→ WORK ORDER
Give an exact copy of the lines of the records below, starting at the line containing "Then for every" and running to the end.

(Stored data entries)
══════
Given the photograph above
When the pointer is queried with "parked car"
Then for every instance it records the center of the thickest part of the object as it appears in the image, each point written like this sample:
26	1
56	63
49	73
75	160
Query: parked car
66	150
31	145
══════
→ ANSWER
Then for every instance it records the center of the thickest part of the object as it appears in the image, each point written like this sample:
26	1
56	63
49	73
75	160
Query: parked car
66	150
31	145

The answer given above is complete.